Records provided:
★ ★ ★ ★

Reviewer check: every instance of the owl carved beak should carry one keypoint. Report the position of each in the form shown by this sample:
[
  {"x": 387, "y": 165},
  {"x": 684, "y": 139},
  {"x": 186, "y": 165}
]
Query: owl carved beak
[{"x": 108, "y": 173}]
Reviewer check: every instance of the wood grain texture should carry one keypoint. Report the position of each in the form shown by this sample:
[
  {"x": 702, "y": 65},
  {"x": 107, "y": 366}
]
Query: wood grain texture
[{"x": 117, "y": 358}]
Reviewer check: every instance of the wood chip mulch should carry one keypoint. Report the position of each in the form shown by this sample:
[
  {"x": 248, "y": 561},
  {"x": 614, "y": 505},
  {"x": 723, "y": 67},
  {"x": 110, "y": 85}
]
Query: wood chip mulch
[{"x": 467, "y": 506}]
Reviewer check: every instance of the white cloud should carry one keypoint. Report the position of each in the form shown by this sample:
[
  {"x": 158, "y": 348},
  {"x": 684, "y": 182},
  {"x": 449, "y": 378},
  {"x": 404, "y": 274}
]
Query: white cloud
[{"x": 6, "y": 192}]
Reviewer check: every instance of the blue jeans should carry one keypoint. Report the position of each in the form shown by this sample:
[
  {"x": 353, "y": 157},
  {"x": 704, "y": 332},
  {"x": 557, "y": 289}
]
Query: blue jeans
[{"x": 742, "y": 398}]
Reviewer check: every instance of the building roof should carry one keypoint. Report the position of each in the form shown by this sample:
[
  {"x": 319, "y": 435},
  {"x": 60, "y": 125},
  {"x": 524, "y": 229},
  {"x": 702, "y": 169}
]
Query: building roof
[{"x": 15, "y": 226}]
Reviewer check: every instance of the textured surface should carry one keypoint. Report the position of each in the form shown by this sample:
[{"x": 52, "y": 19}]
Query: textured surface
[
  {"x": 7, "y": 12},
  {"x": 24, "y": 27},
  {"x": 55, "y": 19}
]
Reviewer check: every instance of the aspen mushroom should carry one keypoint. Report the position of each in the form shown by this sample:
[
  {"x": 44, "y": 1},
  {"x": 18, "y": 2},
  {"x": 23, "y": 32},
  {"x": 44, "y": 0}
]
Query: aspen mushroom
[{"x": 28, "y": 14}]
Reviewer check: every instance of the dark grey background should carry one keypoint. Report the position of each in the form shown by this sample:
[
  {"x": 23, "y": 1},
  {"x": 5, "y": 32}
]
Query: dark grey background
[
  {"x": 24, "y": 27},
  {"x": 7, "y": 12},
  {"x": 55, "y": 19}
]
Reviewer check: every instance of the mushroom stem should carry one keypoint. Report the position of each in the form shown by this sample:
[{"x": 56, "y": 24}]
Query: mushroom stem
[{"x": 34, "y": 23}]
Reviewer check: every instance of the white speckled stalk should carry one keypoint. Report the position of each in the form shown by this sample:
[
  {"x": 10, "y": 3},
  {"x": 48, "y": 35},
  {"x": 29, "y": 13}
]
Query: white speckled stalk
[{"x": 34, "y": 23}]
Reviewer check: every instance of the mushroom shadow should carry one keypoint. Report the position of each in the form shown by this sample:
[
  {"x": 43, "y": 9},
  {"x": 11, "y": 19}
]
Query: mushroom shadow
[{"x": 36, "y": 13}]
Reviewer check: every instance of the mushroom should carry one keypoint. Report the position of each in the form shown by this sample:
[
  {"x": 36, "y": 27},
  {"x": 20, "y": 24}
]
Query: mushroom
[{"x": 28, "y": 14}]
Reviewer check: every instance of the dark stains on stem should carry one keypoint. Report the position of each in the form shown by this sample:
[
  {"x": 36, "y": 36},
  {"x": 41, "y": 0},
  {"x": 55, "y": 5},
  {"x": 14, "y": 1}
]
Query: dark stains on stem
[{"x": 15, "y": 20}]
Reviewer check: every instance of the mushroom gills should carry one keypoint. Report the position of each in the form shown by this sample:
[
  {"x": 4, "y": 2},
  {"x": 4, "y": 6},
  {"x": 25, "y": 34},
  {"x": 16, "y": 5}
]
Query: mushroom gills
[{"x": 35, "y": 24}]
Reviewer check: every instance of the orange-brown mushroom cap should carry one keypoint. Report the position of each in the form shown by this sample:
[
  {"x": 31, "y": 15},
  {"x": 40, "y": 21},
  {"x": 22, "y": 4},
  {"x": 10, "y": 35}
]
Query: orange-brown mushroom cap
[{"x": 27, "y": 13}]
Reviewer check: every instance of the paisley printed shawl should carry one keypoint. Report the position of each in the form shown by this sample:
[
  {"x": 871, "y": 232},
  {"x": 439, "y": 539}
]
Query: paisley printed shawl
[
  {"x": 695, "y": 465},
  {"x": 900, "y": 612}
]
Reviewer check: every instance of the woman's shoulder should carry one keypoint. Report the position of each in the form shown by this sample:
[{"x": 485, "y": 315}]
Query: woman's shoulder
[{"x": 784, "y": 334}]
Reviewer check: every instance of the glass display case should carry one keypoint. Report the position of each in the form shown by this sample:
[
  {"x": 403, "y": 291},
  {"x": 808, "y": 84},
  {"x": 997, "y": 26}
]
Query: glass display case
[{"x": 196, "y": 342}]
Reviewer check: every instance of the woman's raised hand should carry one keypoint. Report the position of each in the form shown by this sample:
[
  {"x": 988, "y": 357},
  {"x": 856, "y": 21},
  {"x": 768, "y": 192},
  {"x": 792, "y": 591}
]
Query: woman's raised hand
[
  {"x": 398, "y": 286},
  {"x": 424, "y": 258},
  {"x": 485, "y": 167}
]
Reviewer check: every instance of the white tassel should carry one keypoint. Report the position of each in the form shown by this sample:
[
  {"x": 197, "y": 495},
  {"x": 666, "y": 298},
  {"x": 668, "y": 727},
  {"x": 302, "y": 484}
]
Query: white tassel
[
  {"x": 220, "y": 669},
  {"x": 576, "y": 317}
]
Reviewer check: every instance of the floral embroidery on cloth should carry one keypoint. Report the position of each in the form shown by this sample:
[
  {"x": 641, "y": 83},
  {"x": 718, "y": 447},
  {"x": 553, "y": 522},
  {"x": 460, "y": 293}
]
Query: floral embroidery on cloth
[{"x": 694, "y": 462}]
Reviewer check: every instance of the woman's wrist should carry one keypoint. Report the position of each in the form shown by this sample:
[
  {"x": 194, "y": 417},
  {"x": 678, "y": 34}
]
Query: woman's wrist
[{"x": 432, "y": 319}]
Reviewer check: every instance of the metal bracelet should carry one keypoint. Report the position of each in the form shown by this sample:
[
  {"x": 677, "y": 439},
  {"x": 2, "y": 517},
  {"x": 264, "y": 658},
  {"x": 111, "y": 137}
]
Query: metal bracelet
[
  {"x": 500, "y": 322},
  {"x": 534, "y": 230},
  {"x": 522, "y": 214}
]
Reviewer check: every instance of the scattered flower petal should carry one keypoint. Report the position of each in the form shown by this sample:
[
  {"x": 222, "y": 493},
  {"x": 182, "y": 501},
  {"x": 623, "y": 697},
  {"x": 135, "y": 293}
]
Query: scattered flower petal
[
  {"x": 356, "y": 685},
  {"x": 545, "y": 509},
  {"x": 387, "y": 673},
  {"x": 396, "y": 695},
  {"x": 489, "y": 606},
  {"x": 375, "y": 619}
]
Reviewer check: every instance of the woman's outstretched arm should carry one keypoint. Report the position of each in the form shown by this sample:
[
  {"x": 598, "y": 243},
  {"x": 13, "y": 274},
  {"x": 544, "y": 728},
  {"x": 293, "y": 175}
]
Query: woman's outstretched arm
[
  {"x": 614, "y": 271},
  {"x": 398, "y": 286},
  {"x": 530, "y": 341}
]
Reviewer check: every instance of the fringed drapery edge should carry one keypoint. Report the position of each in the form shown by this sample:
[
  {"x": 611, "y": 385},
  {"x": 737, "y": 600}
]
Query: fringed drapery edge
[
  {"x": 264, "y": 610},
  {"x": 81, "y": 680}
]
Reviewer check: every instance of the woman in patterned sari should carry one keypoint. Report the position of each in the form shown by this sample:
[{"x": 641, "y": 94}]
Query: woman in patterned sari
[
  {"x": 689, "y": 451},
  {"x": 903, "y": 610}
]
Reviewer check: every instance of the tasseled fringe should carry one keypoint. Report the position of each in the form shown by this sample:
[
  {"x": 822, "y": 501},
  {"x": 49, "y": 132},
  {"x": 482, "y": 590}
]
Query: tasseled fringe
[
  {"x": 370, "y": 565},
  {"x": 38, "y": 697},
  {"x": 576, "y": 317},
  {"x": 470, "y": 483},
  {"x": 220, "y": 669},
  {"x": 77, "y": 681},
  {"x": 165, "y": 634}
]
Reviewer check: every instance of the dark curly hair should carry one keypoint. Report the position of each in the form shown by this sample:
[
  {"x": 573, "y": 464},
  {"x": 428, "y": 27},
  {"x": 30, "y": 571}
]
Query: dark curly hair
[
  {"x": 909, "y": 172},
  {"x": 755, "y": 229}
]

★ ★ ★ ★

The required output is the span of lines from the one containing "Reviewer check: every instance of the woman in" to the last line, reproduced character for character.

Reviewer check: every instance of the woman in patterned sari should carry one keypoint. Report the position of each in the form shown by this sample:
[{"x": 641, "y": 94}]
Query: woman in patterned sari
[
  {"x": 689, "y": 451},
  {"x": 903, "y": 610}
]
Reviewer check: every instance of the tasseled fringe should carry one keypoint. Report the position of each in the form shown by this sample:
[
  {"x": 822, "y": 501},
  {"x": 49, "y": 132},
  {"x": 482, "y": 590}
]
Query: tasseled fringe
[
  {"x": 370, "y": 565},
  {"x": 38, "y": 697},
  {"x": 576, "y": 317},
  {"x": 470, "y": 483},
  {"x": 220, "y": 669},
  {"x": 77, "y": 681},
  {"x": 165, "y": 634}
]
Reviewer check: every instance of the dark curly hair should carry one keypoint. Report the position of each in the form shown by this sample:
[
  {"x": 573, "y": 464},
  {"x": 428, "y": 27},
  {"x": 30, "y": 571}
]
Query: dark curly hair
[
  {"x": 909, "y": 172},
  {"x": 755, "y": 229}
]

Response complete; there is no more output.